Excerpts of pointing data

------------------------------------------------------------------------

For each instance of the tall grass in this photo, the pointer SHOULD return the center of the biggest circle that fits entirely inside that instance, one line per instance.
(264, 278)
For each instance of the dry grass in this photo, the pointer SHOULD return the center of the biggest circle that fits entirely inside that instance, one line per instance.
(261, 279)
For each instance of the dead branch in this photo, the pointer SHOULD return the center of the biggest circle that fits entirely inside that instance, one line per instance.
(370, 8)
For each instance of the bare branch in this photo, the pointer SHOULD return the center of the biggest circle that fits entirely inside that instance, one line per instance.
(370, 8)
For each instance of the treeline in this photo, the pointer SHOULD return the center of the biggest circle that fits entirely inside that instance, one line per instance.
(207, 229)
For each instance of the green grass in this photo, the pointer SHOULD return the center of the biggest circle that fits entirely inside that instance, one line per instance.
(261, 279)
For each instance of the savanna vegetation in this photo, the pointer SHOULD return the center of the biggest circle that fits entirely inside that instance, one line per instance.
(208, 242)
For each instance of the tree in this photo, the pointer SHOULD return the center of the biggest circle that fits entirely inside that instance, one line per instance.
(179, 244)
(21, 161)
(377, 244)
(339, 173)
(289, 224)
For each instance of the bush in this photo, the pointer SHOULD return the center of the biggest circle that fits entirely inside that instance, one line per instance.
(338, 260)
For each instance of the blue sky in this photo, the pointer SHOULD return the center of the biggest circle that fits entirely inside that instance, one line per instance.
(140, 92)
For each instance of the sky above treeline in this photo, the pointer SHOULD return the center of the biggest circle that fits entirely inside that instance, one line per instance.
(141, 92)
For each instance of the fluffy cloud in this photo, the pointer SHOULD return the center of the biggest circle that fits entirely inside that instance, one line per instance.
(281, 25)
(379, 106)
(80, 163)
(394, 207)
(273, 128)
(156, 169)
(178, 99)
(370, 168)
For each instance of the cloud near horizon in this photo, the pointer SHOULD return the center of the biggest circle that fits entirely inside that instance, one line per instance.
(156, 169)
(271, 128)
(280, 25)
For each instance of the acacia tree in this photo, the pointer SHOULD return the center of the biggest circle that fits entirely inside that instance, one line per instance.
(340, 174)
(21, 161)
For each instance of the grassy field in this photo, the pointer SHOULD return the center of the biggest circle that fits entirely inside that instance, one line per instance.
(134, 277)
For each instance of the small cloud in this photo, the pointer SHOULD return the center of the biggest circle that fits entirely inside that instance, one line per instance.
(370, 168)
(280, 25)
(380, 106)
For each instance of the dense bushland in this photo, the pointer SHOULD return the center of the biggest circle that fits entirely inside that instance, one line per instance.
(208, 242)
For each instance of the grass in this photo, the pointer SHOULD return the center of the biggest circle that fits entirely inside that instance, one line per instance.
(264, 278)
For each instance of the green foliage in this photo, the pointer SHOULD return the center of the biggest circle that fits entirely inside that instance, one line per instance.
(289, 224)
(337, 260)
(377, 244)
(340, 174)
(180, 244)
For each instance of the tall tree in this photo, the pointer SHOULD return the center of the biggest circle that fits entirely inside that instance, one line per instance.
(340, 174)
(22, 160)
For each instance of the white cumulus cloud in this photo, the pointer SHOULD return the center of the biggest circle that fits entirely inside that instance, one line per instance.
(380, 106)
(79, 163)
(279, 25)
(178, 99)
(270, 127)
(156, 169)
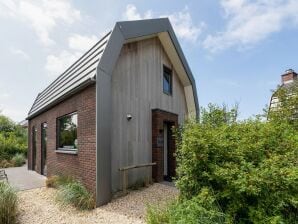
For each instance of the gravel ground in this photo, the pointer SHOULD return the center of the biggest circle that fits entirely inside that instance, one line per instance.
(39, 207)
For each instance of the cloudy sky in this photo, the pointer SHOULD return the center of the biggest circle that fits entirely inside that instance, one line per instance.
(237, 49)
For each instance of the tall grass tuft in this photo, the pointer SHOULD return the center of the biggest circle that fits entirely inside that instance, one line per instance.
(76, 194)
(8, 204)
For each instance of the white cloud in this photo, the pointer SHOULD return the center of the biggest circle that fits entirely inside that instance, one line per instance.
(56, 64)
(249, 22)
(4, 96)
(184, 25)
(19, 52)
(182, 22)
(42, 16)
(131, 13)
(81, 43)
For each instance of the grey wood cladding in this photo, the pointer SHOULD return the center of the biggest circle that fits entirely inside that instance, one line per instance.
(137, 89)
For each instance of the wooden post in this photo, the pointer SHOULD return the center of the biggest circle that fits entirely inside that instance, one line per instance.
(124, 179)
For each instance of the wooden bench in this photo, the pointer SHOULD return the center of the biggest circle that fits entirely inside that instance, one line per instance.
(124, 171)
(3, 175)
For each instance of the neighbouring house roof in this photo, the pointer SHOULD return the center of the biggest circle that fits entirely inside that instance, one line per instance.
(84, 70)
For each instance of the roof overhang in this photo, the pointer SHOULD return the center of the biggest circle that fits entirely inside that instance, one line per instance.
(162, 28)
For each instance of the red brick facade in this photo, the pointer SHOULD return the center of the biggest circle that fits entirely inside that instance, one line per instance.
(159, 118)
(83, 164)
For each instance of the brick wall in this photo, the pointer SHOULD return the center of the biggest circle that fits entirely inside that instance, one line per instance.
(159, 117)
(83, 165)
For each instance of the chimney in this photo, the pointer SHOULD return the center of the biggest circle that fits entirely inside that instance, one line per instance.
(289, 76)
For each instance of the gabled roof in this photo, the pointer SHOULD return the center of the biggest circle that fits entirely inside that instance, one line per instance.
(77, 76)
(84, 70)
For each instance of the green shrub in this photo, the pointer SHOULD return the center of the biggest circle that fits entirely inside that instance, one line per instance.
(251, 166)
(18, 159)
(8, 204)
(76, 194)
(201, 209)
(13, 139)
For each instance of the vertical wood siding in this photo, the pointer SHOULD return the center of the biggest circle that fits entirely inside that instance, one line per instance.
(137, 88)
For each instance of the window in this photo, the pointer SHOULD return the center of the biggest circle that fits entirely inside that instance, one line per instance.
(67, 132)
(167, 80)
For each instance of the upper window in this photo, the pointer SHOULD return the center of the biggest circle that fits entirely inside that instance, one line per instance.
(167, 80)
(67, 132)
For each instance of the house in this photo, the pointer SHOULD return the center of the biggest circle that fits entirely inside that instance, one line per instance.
(115, 107)
(288, 81)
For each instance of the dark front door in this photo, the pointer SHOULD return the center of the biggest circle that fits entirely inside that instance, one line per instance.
(163, 145)
(33, 148)
(44, 149)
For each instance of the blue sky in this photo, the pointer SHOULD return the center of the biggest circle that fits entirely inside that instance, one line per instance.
(237, 49)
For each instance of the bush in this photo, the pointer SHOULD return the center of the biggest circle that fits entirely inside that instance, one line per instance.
(13, 139)
(200, 209)
(18, 160)
(251, 166)
(8, 204)
(76, 194)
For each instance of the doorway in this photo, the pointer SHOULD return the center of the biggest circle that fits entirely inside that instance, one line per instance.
(44, 149)
(163, 145)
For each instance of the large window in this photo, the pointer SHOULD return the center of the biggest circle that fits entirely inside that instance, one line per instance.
(167, 80)
(67, 132)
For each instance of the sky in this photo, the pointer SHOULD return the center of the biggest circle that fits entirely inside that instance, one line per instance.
(236, 49)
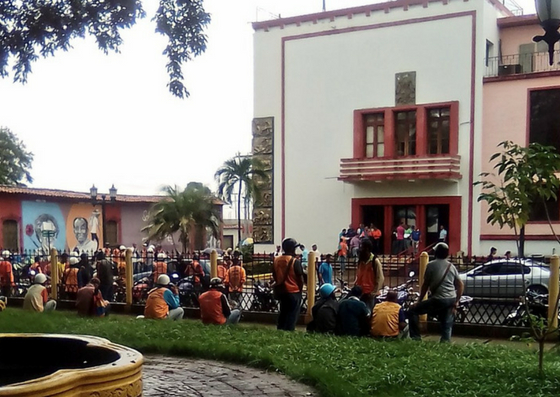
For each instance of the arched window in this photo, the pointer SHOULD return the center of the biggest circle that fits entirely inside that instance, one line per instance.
(10, 234)
(112, 233)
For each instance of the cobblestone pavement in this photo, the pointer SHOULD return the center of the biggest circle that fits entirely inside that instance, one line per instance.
(171, 376)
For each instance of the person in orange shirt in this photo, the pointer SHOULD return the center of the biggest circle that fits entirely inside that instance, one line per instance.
(369, 274)
(6, 274)
(214, 307)
(288, 284)
(235, 280)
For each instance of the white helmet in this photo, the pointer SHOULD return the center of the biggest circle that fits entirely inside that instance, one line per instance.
(40, 279)
(163, 279)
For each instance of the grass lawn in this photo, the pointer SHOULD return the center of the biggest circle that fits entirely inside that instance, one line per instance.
(336, 366)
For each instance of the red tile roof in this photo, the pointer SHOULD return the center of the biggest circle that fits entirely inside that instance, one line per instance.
(124, 198)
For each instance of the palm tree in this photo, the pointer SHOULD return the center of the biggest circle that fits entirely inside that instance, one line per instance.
(183, 211)
(240, 172)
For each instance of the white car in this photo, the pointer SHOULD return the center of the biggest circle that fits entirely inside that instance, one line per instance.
(506, 278)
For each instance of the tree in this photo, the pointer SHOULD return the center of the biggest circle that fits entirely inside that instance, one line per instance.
(525, 176)
(240, 172)
(29, 28)
(182, 212)
(15, 160)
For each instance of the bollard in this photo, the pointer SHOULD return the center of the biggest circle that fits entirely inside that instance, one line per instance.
(421, 271)
(54, 274)
(553, 293)
(128, 279)
(213, 264)
(311, 276)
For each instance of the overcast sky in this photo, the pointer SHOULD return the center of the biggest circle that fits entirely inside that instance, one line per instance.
(92, 118)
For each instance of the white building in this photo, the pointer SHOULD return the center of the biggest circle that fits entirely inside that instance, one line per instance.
(377, 118)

------------------------------------------------------------------------

→ Set exercise: Write the lines out exactly, from the one with "For each instance of the white car" down to the last line of the listing, and leave out all others.

→ Exercise solution:
For each instance of the white car in this photo, the pointer SHOULD return the center of the biggest circle that fits entirely inside that instance, one line per instance.
(506, 278)
For each instance of the tree in this photo, the pointer SHOULD return the center of the biggest circle that fits entirely inside that instance, one line per instance.
(525, 176)
(240, 172)
(29, 28)
(182, 212)
(15, 160)
For each instance of the bollard in this photo, the pointer SHOULD return the center of the biggest circle that fits entirely inside that instance, one line per instance.
(421, 271)
(54, 274)
(553, 293)
(128, 279)
(213, 264)
(311, 276)
For each instance of the overcast sky in this photo, the pointer SHOULD return the center of the biggest circle that fits entirely inside that instance, one line per instance.
(92, 118)
For each instance of the white building in this photo, the pointer SHOULD return the center of the biggest circle that fits entirely inside that instance, one line per instance.
(377, 118)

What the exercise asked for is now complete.